== Text provided ==
^^^^

Asthma attacks can affect many cats when they breathe in an allergen. This condition is estimated to affect around 1-5% of cats. If you think your cat might have asthma, don't worry! Our Diamond Bar vets can help you identify some common symptoms and advise you on what to do next.
How can I tell if my cat has asthma?
Cats with asthma may cough and wheeze, and hunch close to the ground with their neck extended like they're trying to cough up a hairball. During a severe attack, you may see their sides going in and out as they struggle to breathe, and they may cough up mucus or drool. This can be very distressing for your cat, and if you notice any breathing difficulties, it's important to contact your vet or nearest animal emergency hospital right away.
Signs and symptoms of asthma in cats include:
- Difficulty breathing or increased effort to breathe
- Body hunched close to the ground with neck extended
- Open mouth breathing
- Gurgling sounds from throat
- Rapid breathing
- Blue lips and gums
- Frothy mucus while coughing
- Persistent coughing or gagging
- Increased swallowing
- Overall weakness
If your cat is breathing rapidly while sleeping, it could be a sign of asthma. Typically, cats take 24-30 breaths per minute while sleeping, but if your cat is taking more than 40 breaths per minute, you should contact your vet immediately or go to the nearest animal emergency hospital.
However, if your cat snores or breathes loudly when resting, it doesn't necessarily mean they're having an asthma attack. It's always better to be safe than sorry, so if you're concerned about your cat's breathing, contact your vet for advice.
What causes asthma in cats?
Asthma attacks are frequently brought on by the cat inhaling an allergen, or possibly because of increased stress levels. Some of the most common allergens to trigger asthma attacks in cats include:
- Dust mites
- Cigarette smoke
- Household cleaning products
- Some foods
- Cat litter dust
Beyond allergens, there are also a number of underlying conditions which could contribute to the severity of your cat's asthma attack including pneumonia, obesity, parasites, a pre-existing heart condition, or a genetic predisposition.
What can I give my cat for asthma?
If your cat has trouble breathing and you suspect it may be asthma, it's essential to take them to the vet for a proper diagnosis. Many other serious health issues can cause breathing problems in cats, so it's important to rule those out.
If your cat does have asthma, treatment options may include using corticosteroids to decrease inflammation in their lungs and a bronchodilator to help open up their airways. Your vet may prescribe these medications in the form of a pill, injection, or inhaler with a special mask for cats.
Since every cat is unique, the treatment plan may vary, and in some cases, the vet may only prescribe a corticosteroid medication to manage the cat's asthma.
What is the life expectancy for cats with asthma?
Asthma is a chronic condition in cats that cannot be cured. It can get worse over time and cause occasional breathing problems, ranging from mild to severe. Nevertheless, cat asthma can be controlled with proper medication and extra attention from pet owners. By paying close attention to your cat's breathing and watching for the signs of asthma, you can give your cat medication when needed and help them enjoy a happy life for many years.
Will changing my cat's diet help to prevent asthma attacks?
If your cat has asthma, you might want to change their diet to help with their symptoms. To do this, it's best to talk to your vet who can recommend the right food based on your cat's health history. Keeping your cat at a healthy weight and making sure they get all the necessary nutrients will also help them stay healthy.
Note: The advice provided in this post is intended for informational purposes and does not constitute medical advice regarding pets. For an accurate diagnosis of your pet's condition, please make an appointment with your vet.

^^^^

== Records provided ==

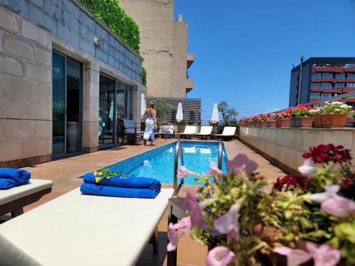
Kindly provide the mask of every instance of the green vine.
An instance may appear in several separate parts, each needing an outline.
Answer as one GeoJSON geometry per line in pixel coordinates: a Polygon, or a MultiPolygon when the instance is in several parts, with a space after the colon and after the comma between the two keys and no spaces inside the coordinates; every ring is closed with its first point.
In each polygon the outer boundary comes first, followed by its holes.
{"type": "Polygon", "coordinates": [[[117,0],[80,0],[133,50],[139,52],[139,27],[117,0]]]}

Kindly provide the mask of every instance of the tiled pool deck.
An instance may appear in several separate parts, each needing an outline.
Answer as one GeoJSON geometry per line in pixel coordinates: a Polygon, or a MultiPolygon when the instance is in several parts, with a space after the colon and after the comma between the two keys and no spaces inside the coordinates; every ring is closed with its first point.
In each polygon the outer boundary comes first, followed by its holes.
{"type": "MultiPolygon", "coordinates": [[[[175,140],[158,139],[155,141],[155,145],[160,147],[175,140]]],[[[236,154],[241,153],[246,154],[249,157],[256,161],[259,165],[258,172],[266,177],[269,182],[272,182],[278,177],[282,177],[285,174],[266,159],[238,140],[224,142],[224,145],[229,158],[232,158],[236,154]]],[[[26,167],[24,169],[31,172],[33,178],[53,180],[53,187],[51,193],[44,196],[39,201],[25,208],[25,211],[79,187],[82,182],[82,179],[79,177],[88,172],[112,165],[151,149],[152,147],[150,146],[125,145],[26,167]]],[[[165,184],[163,187],[171,187],[172,185],[165,184]]],[[[194,186],[184,185],[180,191],[181,196],[184,196],[186,190],[191,188],[193,189],[194,186]]],[[[159,254],[153,257],[152,248],[148,245],[137,265],[166,265],[167,228],[168,214],[165,212],[158,225],[160,232],[159,254]]],[[[194,240],[189,239],[187,237],[183,237],[179,243],[178,248],[178,265],[204,265],[204,257],[207,254],[205,247],[201,247],[194,240]]]]}

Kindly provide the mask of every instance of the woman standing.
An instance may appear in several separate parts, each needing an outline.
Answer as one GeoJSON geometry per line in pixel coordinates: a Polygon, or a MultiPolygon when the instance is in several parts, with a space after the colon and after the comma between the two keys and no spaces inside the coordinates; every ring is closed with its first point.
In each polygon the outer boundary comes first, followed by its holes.
{"type": "Polygon", "coordinates": [[[148,109],[146,109],[146,113],[144,113],[145,115],[147,115],[147,118],[146,119],[146,131],[144,131],[143,139],[144,140],[144,145],[147,145],[147,140],[149,140],[151,142],[151,146],[153,146],[155,133],[154,130],[157,126],[155,107],[155,104],[154,104],[154,101],[151,101],[148,104],[148,109]]]}

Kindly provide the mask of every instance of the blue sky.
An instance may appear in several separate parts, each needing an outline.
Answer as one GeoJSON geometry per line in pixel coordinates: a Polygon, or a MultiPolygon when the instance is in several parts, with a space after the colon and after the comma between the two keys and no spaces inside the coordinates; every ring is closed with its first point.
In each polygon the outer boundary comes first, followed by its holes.
{"type": "Polygon", "coordinates": [[[239,118],[288,106],[300,56],[355,57],[355,0],[175,0],[189,23],[190,98],[202,118],[226,100],[239,118]]]}

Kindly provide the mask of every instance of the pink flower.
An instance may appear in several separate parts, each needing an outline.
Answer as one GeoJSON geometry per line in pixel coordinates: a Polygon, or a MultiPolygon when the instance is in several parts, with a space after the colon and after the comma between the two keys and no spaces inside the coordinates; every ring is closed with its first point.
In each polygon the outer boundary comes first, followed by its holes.
{"type": "Polygon", "coordinates": [[[273,249],[273,252],[283,255],[288,258],[287,266],[297,266],[311,259],[311,255],[307,251],[292,249],[288,247],[278,247],[273,249]]]}
{"type": "Polygon", "coordinates": [[[181,165],[180,169],[178,170],[178,174],[179,174],[180,178],[185,178],[189,175],[194,175],[193,172],[190,171],[185,165],[181,165]]]}
{"type": "Polygon", "coordinates": [[[228,241],[234,239],[239,240],[239,223],[238,221],[238,213],[240,209],[239,203],[233,205],[229,211],[216,219],[213,225],[214,228],[221,233],[226,233],[228,241]]]}
{"type": "Polygon", "coordinates": [[[329,199],[339,197],[340,196],[337,195],[339,189],[339,187],[337,184],[324,186],[324,192],[312,194],[310,195],[310,199],[313,201],[322,203],[329,199]]]}
{"type": "Polygon", "coordinates": [[[321,204],[323,211],[337,217],[348,217],[355,211],[355,202],[342,196],[330,198],[321,204]]]}
{"type": "Polygon", "coordinates": [[[169,240],[169,243],[168,243],[168,246],[166,247],[168,251],[173,251],[176,250],[178,242],[179,242],[179,239],[181,235],[182,234],[179,234],[178,231],[174,228],[174,226],[173,225],[173,223],[170,223],[168,229],[168,239],[169,240]]]}
{"type": "Polygon", "coordinates": [[[245,154],[239,154],[234,159],[226,162],[226,166],[235,174],[242,174],[241,170],[245,169],[247,174],[251,174],[258,168],[258,164],[249,160],[245,154]]]}
{"type": "Polygon", "coordinates": [[[340,261],[342,250],[332,250],[329,245],[317,248],[315,244],[307,242],[306,248],[315,261],[314,266],[334,266],[340,261]]]}
{"type": "Polygon", "coordinates": [[[196,200],[196,194],[193,190],[187,190],[185,205],[189,211],[191,218],[191,224],[197,228],[202,226],[202,206],[205,207],[205,203],[199,204],[196,200]]]}
{"type": "Polygon", "coordinates": [[[216,247],[207,254],[206,265],[207,266],[226,266],[236,260],[235,254],[227,248],[216,247]]]}
{"type": "Polygon", "coordinates": [[[214,162],[212,162],[211,165],[209,165],[209,170],[207,171],[207,174],[213,177],[218,177],[223,174],[223,172],[217,167],[214,162]]]}
{"type": "Polygon", "coordinates": [[[315,162],[311,158],[305,160],[303,165],[298,167],[300,173],[305,177],[312,177],[315,172],[315,162]]]}

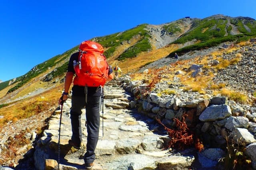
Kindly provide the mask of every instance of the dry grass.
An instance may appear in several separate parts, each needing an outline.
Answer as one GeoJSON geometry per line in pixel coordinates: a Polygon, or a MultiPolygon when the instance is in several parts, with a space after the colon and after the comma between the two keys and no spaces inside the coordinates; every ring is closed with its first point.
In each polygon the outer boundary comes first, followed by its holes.
{"type": "MultiPolygon", "coordinates": [[[[244,44],[241,43],[240,46],[244,44]]],[[[246,43],[244,44],[247,45],[246,43]]],[[[205,56],[198,56],[193,59],[182,60],[176,63],[171,64],[170,66],[164,67],[164,72],[161,72],[162,75],[164,75],[164,78],[162,78],[162,80],[165,80],[169,82],[169,84],[173,84],[172,80],[174,77],[178,77],[180,79],[179,83],[185,86],[182,87],[185,91],[191,91],[197,92],[202,94],[205,94],[206,90],[210,89],[213,91],[213,95],[221,94],[223,96],[228,97],[229,99],[234,100],[237,102],[242,103],[249,103],[247,96],[240,92],[235,92],[228,90],[226,87],[226,85],[224,83],[220,83],[218,84],[213,84],[212,79],[215,76],[214,73],[216,72],[218,70],[225,68],[230,65],[233,65],[237,63],[242,59],[242,55],[237,54],[234,57],[229,59],[224,59],[221,56],[223,53],[230,53],[236,50],[240,47],[234,46],[232,48],[226,49],[220,49],[212,52],[210,55],[205,56]],[[217,60],[219,62],[219,64],[216,66],[207,66],[208,63],[214,60],[217,60]],[[208,71],[205,75],[203,72],[200,75],[196,78],[191,77],[192,72],[189,70],[189,68],[192,64],[202,64],[204,66],[203,69],[207,70],[211,69],[211,71],[208,71]],[[175,75],[175,73],[178,70],[182,70],[183,74],[180,75],[175,75]],[[183,70],[187,70],[187,72],[183,70]]],[[[135,66],[134,69],[138,68],[135,66]]],[[[156,72],[152,69],[149,70],[148,74],[140,74],[138,73],[134,73],[132,74],[133,80],[152,79],[152,76],[159,74],[159,72],[156,72]],[[156,73],[152,74],[152,72],[156,73]]],[[[174,92],[161,92],[159,95],[162,94],[172,93],[174,92]]],[[[256,96],[256,94],[255,94],[256,96]]]]}
{"type": "Polygon", "coordinates": [[[11,103],[0,109],[0,114],[4,116],[4,118],[0,119],[0,127],[8,121],[15,122],[57,106],[58,99],[61,95],[62,88],[62,84],[45,92],[43,95],[11,103]]]}
{"type": "MultiPolygon", "coordinates": [[[[177,45],[172,45],[149,53],[144,52],[137,57],[128,59],[118,63],[116,62],[114,64],[118,64],[123,74],[134,72],[142,66],[165,57],[178,48],[177,45]]],[[[111,60],[110,61],[110,64],[113,65],[114,63],[111,63],[111,60]]]]}
{"type": "Polygon", "coordinates": [[[223,96],[228,97],[229,100],[234,100],[242,104],[250,103],[247,95],[227,88],[223,88],[220,90],[214,91],[213,94],[215,95],[220,94],[223,96]]]}

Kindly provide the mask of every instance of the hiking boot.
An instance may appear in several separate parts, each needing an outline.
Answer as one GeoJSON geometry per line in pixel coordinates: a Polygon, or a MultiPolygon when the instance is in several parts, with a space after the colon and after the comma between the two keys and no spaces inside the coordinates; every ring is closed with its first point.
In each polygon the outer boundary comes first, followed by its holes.
{"type": "Polygon", "coordinates": [[[92,166],[94,165],[94,162],[91,163],[90,164],[85,164],[85,169],[90,170],[92,168],[92,166]]]}
{"type": "Polygon", "coordinates": [[[80,147],[81,147],[81,144],[78,144],[74,142],[74,141],[72,141],[71,139],[68,141],[68,144],[69,144],[69,145],[71,147],[73,147],[77,149],[80,149],[80,147]]]}

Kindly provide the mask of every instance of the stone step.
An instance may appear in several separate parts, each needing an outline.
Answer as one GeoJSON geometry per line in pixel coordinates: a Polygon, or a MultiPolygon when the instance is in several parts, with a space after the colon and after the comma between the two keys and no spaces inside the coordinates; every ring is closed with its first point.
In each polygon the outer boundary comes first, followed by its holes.
{"type": "MultiPolygon", "coordinates": [[[[152,132],[159,126],[152,124],[153,119],[128,109],[130,96],[123,89],[107,87],[104,91],[104,111],[100,114],[100,137],[95,150],[96,164],[92,169],[155,169],[160,166],[161,170],[178,169],[183,167],[182,164],[191,165],[193,157],[175,157],[169,150],[162,150],[168,137],[152,132]],[[173,169],[168,168],[171,165],[173,169]]],[[[78,150],[68,144],[72,136],[70,106],[68,99],[63,106],[62,115],[60,168],[84,169],[83,156],[86,152],[87,136],[85,109],[82,110],[81,116],[83,142],[78,150]]],[[[48,169],[58,169],[60,117],[60,111],[56,111],[37,143],[34,159],[41,160],[35,163],[36,167],[40,167],[38,169],[45,169],[44,166],[48,169]],[[45,162],[47,163],[44,164],[45,162]]]]}

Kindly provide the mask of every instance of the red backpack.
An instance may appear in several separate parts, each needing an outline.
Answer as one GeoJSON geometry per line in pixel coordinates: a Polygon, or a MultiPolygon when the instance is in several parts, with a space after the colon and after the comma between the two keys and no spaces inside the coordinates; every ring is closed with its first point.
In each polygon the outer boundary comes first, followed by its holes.
{"type": "Polygon", "coordinates": [[[109,66],[103,55],[103,47],[90,41],[82,42],[78,49],[78,64],[74,66],[76,76],[74,84],[88,87],[104,86],[109,66]]]}

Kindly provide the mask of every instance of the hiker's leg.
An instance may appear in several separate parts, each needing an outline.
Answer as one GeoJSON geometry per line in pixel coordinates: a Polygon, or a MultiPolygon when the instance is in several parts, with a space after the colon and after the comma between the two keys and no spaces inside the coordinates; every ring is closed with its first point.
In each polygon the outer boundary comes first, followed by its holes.
{"type": "MultiPolygon", "coordinates": [[[[88,96],[86,106],[87,144],[84,159],[85,163],[91,163],[95,159],[94,151],[99,139],[100,131],[100,96],[88,96]]],[[[102,97],[101,99],[103,99],[102,97]]]]}
{"type": "Polygon", "coordinates": [[[82,142],[82,129],[81,115],[85,104],[84,98],[82,96],[72,96],[72,107],[70,109],[70,119],[72,127],[71,140],[79,145],[82,142]]]}

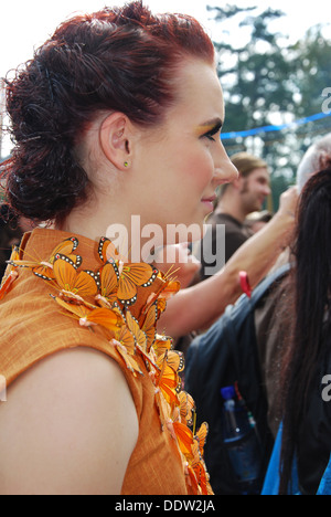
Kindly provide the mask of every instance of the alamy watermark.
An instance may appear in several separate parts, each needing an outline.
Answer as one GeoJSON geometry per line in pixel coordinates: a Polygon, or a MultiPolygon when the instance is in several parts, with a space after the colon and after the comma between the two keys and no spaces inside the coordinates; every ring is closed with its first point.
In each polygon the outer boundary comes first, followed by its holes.
{"type": "Polygon", "coordinates": [[[325,384],[325,388],[322,390],[322,399],[324,402],[331,401],[331,376],[324,376],[322,379],[322,384],[325,384]]]}
{"type": "Polygon", "coordinates": [[[0,402],[7,402],[7,380],[0,376],[0,402]]]}
{"type": "Polygon", "coordinates": [[[325,115],[330,115],[331,113],[331,87],[323,89],[322,97],[327,97],[322,104],[322,112],[325,115]]]}
{"type": "Polygon", "coordinates": [[[193,243],[194,256],[203,262],[205,274],[214,275],[225,265],[225,225],[167,224],[164,230],[159,224],[141,226],[140,215],[131,215],[130,228],[124,224],[108,226],[106,236],[119,251],[124,262],[158,262],[164,264],[190,262],[190,251],[177,256],[175,243],[193,243]],[[203,245],[200,245],[203,236],[203,245]]]}

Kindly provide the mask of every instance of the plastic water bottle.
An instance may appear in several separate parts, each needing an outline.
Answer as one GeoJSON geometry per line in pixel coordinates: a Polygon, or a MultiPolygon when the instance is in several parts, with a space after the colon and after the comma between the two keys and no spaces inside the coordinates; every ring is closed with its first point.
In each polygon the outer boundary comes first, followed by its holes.
{"type": "Polygon", "coordinates": [[[233,386],[223,388],[223,442],[232,464],[237,489],[243,495],[259,493],[261,475],[261,450],[256,423],[245,407],[237,400],[233,386]]]}

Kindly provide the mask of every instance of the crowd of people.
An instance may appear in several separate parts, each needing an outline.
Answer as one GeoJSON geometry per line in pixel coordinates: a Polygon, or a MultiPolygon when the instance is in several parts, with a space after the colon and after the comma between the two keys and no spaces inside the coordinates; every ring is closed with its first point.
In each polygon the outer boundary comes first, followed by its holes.
{"type": "Polygon", "coordinates": [[[141,1],[62,23],[6,85],[0,494],[239,493],[215,467],[222,318],[275,273],[252,308],[255,369],[236,389],[266,401],[264,414],[248,408],[270,444],[259,493],[317,494],[331,453],[331,135],[302,157],[278,211],[264,210],[267,161],[228,158],[222,144],[209,35],[141,1]],[[200,240],[156,240],[175,249],[169,263],[124,261],[107,229],[129,229],[131,214],[163,236],[195,224],[200,240]],[[211,264],[220,225],[224,261],[211,264]],[[200,397],[204,368],[217,381],[200,397]]]}

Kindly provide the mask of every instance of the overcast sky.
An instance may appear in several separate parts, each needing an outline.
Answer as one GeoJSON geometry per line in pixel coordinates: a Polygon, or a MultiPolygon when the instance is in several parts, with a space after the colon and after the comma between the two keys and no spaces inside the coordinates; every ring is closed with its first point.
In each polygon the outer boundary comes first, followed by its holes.
{"type": "MultiPolygon", "coordinates": [[[[77,11],[95,11],[103,8],[107,0],[1,0],[0,7],[0,76],[32,56],[33,48],[42,44],[55,28],[77,11]]],[[[122,4],[122,0],[108,1],[108,4],[122,4]]],[[[153,12],[184,12],[194,15],[217,39],[217,28],[209,18],[206,4],[239,7],[257,6],[260,9],[273,7],[287,13],[276,27],[293,39],[299,39],[306,30],[316,23],[328,20],[325,0],[295,2],[293,0],[146,0],[153,12]]],[[[331,29],[330,29],[331,32],[331,29]]],[[[235,39],[235,34],[234,34],[235,39]]]]}

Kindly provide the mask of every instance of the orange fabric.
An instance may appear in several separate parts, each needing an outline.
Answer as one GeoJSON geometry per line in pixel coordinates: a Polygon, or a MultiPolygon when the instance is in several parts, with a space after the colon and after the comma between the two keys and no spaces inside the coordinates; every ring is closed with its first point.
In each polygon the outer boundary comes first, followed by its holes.
{"type": "MultiPolygon", "coordinates": [[[[56,244],[68,236],[64,232],[36,229],[22,241],[22,258],[47,260],[56,244]]],[[[79,245],[76,253],[84,258],[83,267],[96,268],[99,266],[98,243],[77,236],[79,245]]],[[[134,314],[139,313],[149,292],[149,287],[140,288],[134,314]]],[[[121,494],[188,494],[179,450],[170,433],[161,430],[154,387],[143,360],[137,359],[143,376],[134,377],[103,334],[97,328],[92,333],[88,328],[79,327],[77,321],[61,314],[51,293],[50,284],[34,276],[31,271],[19,268],[19,278],[0,302],[0,374],[4,376],[7,386],[38,361],[67,348],[89,347],[106,354],[118,362],[126,376],[139,420],[139,437],[121,494]]]]}

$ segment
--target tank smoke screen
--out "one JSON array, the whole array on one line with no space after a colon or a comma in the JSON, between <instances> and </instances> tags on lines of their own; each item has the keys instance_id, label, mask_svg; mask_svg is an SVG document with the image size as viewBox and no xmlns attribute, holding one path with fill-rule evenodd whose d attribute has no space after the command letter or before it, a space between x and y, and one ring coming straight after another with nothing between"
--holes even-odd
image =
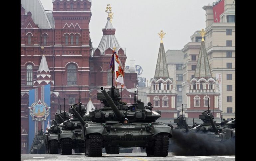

^^^^

== Task to carry out ==
Can you write out the cat asthma text from "If your cat has trouble" up to and including "mask for cats."? The records come from a separate source, unrelated to the cat asthma text.

== Response area ==
If your cat has trouble breathing and you suspect it may be asthma, it's essential to take them to the vet for a proper diagnosis. Many other serious health issues can cause breathing problems in cats, so it's important to rule those out.
If your cat does have asthma, treatment options may include using corticosteroids to decrease inflammation in their lungs and a bronchodilator to help open up their airways. Your vet may prescribe these medications in the form of a pill, injection, or inhaler with a special mask for cats.